Copy the entries below word for word, but omit any pictures they contain.

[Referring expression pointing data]

^^^^^^^^^^^^^^^^

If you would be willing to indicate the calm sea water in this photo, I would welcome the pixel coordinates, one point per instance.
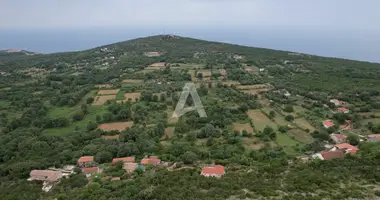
(343, 44)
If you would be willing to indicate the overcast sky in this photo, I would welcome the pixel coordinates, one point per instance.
(361, 15)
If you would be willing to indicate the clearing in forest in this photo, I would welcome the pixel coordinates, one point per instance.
(241, 127)
(304, 124)
(230, 83)
(132, 81)
(103, 86)
(152, 54)
(260, 120)
(100, 100)
(132, 97)
(169, 132)
(300, 135)
(115, 126)
(155, 66)
(107, 92)
(255, 86)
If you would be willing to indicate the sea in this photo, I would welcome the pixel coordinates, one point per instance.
(349, 44)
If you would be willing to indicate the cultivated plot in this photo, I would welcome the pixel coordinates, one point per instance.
(131, 97)
(241, 127)
(101, 100)
(107, 92)
(132, 81)
(260, 120)
(115, 126)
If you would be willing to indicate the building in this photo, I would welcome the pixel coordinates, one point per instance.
(86, 161)
(342, 110)
(45, 175)
(214, 171)
(328, 124)
(130, 167)
(345, 146)
(124, 159)
(91, 170)
(336, 102)
(152, 160)
(373, 138)
(338, 138)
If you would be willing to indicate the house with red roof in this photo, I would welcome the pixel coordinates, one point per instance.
(91, 170)
(124, 159)
(86, 161)
(373, 138)
(329, 155)
(152, 160)
(336, 102)
(345, 146)
(338, 138)
(45, 175)
(214, 171)
(328, 124)
(343, 110)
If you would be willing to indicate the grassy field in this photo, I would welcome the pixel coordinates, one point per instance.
(301, 135)
(304, 124)
(284, 139)
(260, 120)
(81, 125)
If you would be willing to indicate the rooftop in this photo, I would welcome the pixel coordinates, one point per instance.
(86, 159)
(217, 169)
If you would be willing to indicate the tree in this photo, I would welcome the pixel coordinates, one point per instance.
(283, 129)
(103, 157)
(189, 157)
(289, 118)
(89, 100)
(78, 116)
(289, 108)
(353, 139)
(272, 114)
(91, 126)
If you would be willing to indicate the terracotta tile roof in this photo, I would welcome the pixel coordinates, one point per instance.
(124, 159)
(90, 170)
(130, 167)
(109, 137)
(153, 160)
(329, 155)
(342, 109)
(86, 159)
(45, 175)
(339, 136)
(350, 148)
(328, 123)
(217, 169)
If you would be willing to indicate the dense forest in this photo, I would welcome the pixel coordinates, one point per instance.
(265, 113)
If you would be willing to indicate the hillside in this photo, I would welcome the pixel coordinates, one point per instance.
(279, 125)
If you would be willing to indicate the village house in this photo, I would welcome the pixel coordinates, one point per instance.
(130, 167)
(345, 146)
(152, 160)
(329, 155)
(91, 170)
(214, 171)
(373, 138)
(45, 175)
(86, 161)
(124, 159)
(342, 110)
(338, 138)
(328, 124)
(336, 102)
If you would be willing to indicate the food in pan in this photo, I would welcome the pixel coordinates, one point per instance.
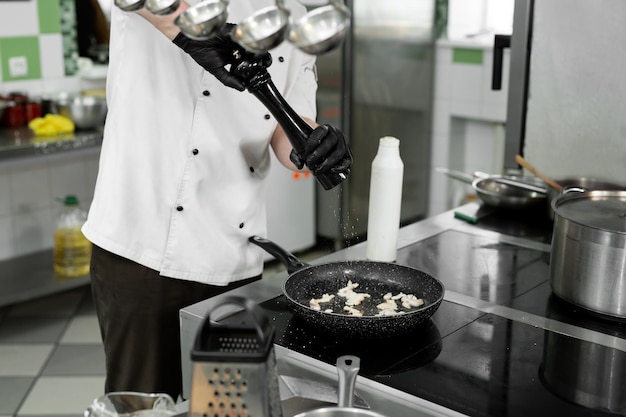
(347, 300)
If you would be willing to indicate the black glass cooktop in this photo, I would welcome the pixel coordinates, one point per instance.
(477, 363)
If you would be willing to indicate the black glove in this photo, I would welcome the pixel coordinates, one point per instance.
(325, 150)
(218, 51)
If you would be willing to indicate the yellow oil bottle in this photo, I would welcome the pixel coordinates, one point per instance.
(72, 251)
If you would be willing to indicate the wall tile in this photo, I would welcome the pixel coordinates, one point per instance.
(33, 229)
(18, 18)
(7, 248)
(30, 188)
(466, 82)
(49, 16)
(5, 193)
(68, 177)
(27, 46)
(52, 63)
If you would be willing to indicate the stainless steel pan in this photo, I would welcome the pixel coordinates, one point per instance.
(504, 191)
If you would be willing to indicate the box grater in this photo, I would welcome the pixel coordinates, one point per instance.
(234, 367)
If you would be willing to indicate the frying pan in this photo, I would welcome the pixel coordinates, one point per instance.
(375, 278)
(505, 191)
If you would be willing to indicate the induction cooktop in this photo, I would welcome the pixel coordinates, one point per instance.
(475, 362)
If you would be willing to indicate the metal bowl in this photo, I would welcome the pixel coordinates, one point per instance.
(262, 31)
(130, 5)
(321, 30)
(203, 20)
(87, 112)
(162, 7)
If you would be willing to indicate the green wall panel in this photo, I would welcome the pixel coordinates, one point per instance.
(27, 46)
(467, 56)
(49, 16)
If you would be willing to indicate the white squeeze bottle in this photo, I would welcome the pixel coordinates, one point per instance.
(385, 199)
(72, 250)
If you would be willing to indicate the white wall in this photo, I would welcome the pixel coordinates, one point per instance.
(576, 122)
(29, 188)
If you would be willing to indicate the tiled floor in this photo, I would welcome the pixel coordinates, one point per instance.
(51, 355)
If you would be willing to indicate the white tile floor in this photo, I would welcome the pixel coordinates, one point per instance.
(51, 356)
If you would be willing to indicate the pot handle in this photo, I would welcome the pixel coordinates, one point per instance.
(290, 260)
(567, 190)
(348, 369)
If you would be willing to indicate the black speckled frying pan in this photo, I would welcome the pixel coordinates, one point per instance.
(375, 278)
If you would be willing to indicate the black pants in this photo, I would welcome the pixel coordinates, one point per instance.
(138, 313)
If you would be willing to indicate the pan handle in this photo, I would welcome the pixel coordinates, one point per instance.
(290, 260)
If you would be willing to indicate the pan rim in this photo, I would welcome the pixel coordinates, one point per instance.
(416, 311)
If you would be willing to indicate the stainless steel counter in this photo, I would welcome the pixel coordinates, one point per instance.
(21, 142)
(484, 300)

^^^^^^^^^^^^^^^^

▶ **RESPONSE BELOW**:
If you would be willing to indicate the calm sea water in this photo, I would welcome the pixel coordinates, one point per instance.
(343, 44)
If you would be willing to indicate the overcast sky in this photo, I would welcome the pixel coordinates, one point per instance.
(361, 15)
If you would be willing to indicate the clearing in forest in this photo, I would welcome the pixel coordinates, one point per instance.
(241, 127)
(304, 124)
(230, 83)
(132, 81)
(103, 86)
(152, 54)
(260, 120)
(100, 100)
(132, 97)
(169, 132)
(300, 135)
(115, 126)
(155, 66)
(107, 92)
(255, 86)
If you would be willing to indicate the sea in this photo, I would welcome the pixel coordinates, one point per instance.
(349, 44)
If you would be willing to indicate the cultivated plot in this photo, I would welcome the pixel coordinates, one point per instance.
(131, 97)
(241, 127)
(101, 100)
(107, 92)
(132, 81)
(260, 120)
(115, 126)
If you would be willing to indicate the building in this photo, I would welcome the pixel coordinates, one point per instance.
(86, 161)
(342, 110)
(45, 175)
(214, 171)
(328, 124)
(130, 167)
(345, 146)
(124, 159)
(91, 170)
(336, 102)
(152, 160)
(373, 138)
(338, 138)
If you would be willing to indicate the house with red roof in this photo, I would welcome the pixel coordinates, one point per instance.
(91, 170)
(124, 159)
(86, 161)
(373, 138)
(329, 155)
(152, 160)
(336, 102)
(345, 146)
(338, 138)
(45, 175)
(214, 171)
(328, 124)
(343, 110)
If you would be willing to indicate the grassy field in this photo, I would welcome the pixel coordinates, one point per instance.
(301, 135)
(304, 124)
(284, 139)
(260, 120)
(81, 125)
If you would be willing to indicate the rooftop in this photo, I would welcome the pixel coordinates, one point per instance.
(86, 159)
(217, 169)
If you would be willing to indicate the tree in this photo, I would welcome the pixel coordinates, one point per instance.
(283, 129)
(103, 157)
(189, 157)
(289, 118)
(89, 100)
(78, 116)
(289, 108)
(353, 139)
(272, 114)
(91, 126)
If you would be willing to indicate the terracotta tile roof in this photo, I would welcome the pixel coordinates, one point per instance.
(124, 159)
(90, 170)
(130, 167)
(109, 137)
(153, 160)
(329, 155)
(342, 109)
(86, 159)
(45, 175)
(339, 136)
(350, 148)
(328, 123)
(217, 169)
If you would be willing to indicate the dense forest in this photo, I would welcome the pixel coordinates, one point per instance.
(265, 113)
If you would be willing to indicate the hillside in this photo, I would welcome the pixel coordinates, one point per instance.
(279, 125)
If you would be willing to indicate the village house in this photo, I would welcome the pixel coordinates, one point per instance.
(130, 167)
(345, 146)
(152, 160)
(329, 155)
(91, 170)
(214, 171)
(373, 138)
(45, 175)
(86, 161)
(124, 159)
(342, 110)
(338, 138)
(328, 124)
(336, 102)
If you would be willing to indicate the food in pan in this photo, I would welcome the pixel coordinates, one point per instance.
(347, 300)
If you would be willing to indicate the black glass cooktop in this photo, I would welcome the pixel coordinates, one point per instance.
(477, 363)
If you would be willing to indicate the black glove in this photo, I would welcome the pixel coordinates, one point per instance.
(325, 150)
(218, 51)
If you would be willing to indicate the yellow oil bottle in this photo, I would welcome the pixel coordinates, one point per instance.
(72, 251)
If you would be willing to indicate the wall tile in this photo, I would welcome the pixel coordinates, one point per instance.
(33, 229)
(18, 18)
(7, 248)
(30, 188)
(466, 82)
(49, 16)
(5, 193)
(68, 177)
(27, 46)
(52, 63)
If you would be willing to indicate the stainless steel pan in this photo, I would welcome the pixel coordinates, one point per instance.
(504, 191)
If you would be willing to indicate the box grater in this photo, I would welcome the pixel coordinates, one point per instance.
(234, 367)
If you would be willing to indicate the frying pan in this photo, I would welcome the pixel coordinates, one point per instance.
(375, 278)
(505, 191)
If you would be willing to indicate the induction cooktop in this photo, I would welcome the pixel coordinates, one point per instance.
(475, 362)
If you would be willing to indicate the metal bowl in this photo, I would welcome the pixel coordinates, one point per instance.
(262, 31)
(130, 5)
(321, 30)
(203, 20)
(87, 112)
(162, 7)
If you would be willing to indicate the green wall panel in this photo, I would welcome the pixel coordinates, one point per instance.
(27, 46)
(467, 56)
(49, 16)
If you would be willing to indicate the white squeeze bottle in this photo, I would welcome the pixel coordinates, one point per instance.
(385, 199)
(72, 250)
If you would be willing to indicate the white wall in this photo, I would welcome the pixel coordinates, one point per instance.
(576, 122)
(29, 188)
If you would be willing to indicate the tiled floor in this photo, I would welcome the pixel coordinates, one point per instance.
(51, 355)
If you would be willing to indicate the white tile floor in this photo, I would welcome the pixel coordinates, one point per instance.
(51, 356)
If you would be willing to indicate the pot handle in this photo, I would welcome the pixel coordinates, one point per instance.
(290, 260)
(567, 190)
(348, 369)
If you would be willing to indicate the black speckled frying pan in this photo, I would welcome the pixel coordinates, one point per instance.
(375, 278)
If you would be willing to indicate the black pants in this photo, I would welcome the pixel coordinates, one point per instance.
(138, 313)
If you would be willing to indicate the pan handle in this photo, I would welcome the pixel coordinates, one point per instance.
(290, 260)
If you would be willing to indicate the pan rim in this photo, I would welcome the pixel coordinates, one point per instance.
(416, 311)
If you would be willing to indicate the stainless steel counter in this photo, I would welcome the pixel coordinates, one point per instance.
(21, 142)
(484, 300)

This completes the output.